*The exercise*
Please reproduce the passage on remote team productivity, starting with "As a leader, do" and going on through "on team productivity.", but change "nervous" to "anxious".

As a leader, do you find yourself wondering just how productive your newly remote teams are? Now that offices are empty and everyone is meeting by Zoom, feeling nervous about team productivity would be natural. By collecting just 3 key metrics you can get a handle on team productivity.
These insights are based on a recent study of 50 teams conducted by development company LinearB. LinearB looked at the performance of 50 different teams and they were able to compare data from just prior to the shift to remote working to the month following it. The findings are enlightening and they could be a really good proxy for what is happening with your own teams.
The headline is that remote teams on the whole are less productive and less agile. This may come as no surprise that the measures showed the remote teams to have less agility than when they were co-located. You are probably experiencing this yourself.
One client complained to me that now that everyone is remote, everyone gets included in all meetings. At another client, daily agile team meetings grew to include more than 20 people as more and more people wanted to sit in to know what was going on. The meetings grew so unwieldy that they added a daily “pre-meeting” to prepare for the daily meeting!
And that leads to another complaint from this client and I suspect from many others. Everyone is fatigued. While it may seem like working remotely would be easier and require less hours per day (e.g. less time commuting, fewer interruptions), people are finding themselves exhausted. Anecdotally it seems to be because there is a blurring of home and work life and of course, the deluge of Zoom meetings. People are Zoomed out.
Anecdotes aside, let’s take a look at the actual data from LinearB and see what that tells us about the teams.
Here are three specific findings from the LinearB studies:
Overall cycle time for development went up. Cycle time is measured as the time between when the team begins work on a particular backlog item and when it is ready for customer deployment.
LinearB had statistics on each stage of development as shown below. Overall cycle time had grown by 46%. Things were just taking longer. Digging in they found that:
By itself, an increase in coding time was not worrisome. After the shift to remote working, individuals had more time to focus on coding (92% of the teams in the study reported that they were writing more code). What was worrisome was the time it took for code reviews and releases.
A second key finding is that there was a small but noticeable shift in investment from innovation or new development to maintaining old code. Whereas prior to the shift to remote working teams were averaging 61% innovation or new development and 39% maintenance, after going remote the amount of innovation decreased to 54%.
LinearB did not have an explanation for this shift but I wonder if it relates to the difficulty people have in being creative when they are afraid. It could be that the new innovative work is just not possible when our amygdala is hijacked. So perhaps people are shifting to easier bug fixing and maintenance work and avoiding deep thinking.
The data showed a third concerning trend related to releases. As noted above, release time had increased by 58%. The size of the releases increased by 64% and the number of releases decreased by 21%.
They believe this is because the remote teams tended to delay releases. Coupled with the fact that each individual developer was writing more code, this means that releases are getting bigger.

*Given material*
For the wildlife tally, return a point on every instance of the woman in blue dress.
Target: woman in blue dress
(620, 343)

*Written answer*
As a leader, do you find yourself wondering just how productive your newly remote teams are? Now that offices are empty and everyone is meeting by Zoom, feeling anxious about team productivity would be natural. By collecting just 3 key metrics you can get a handle on team productivity.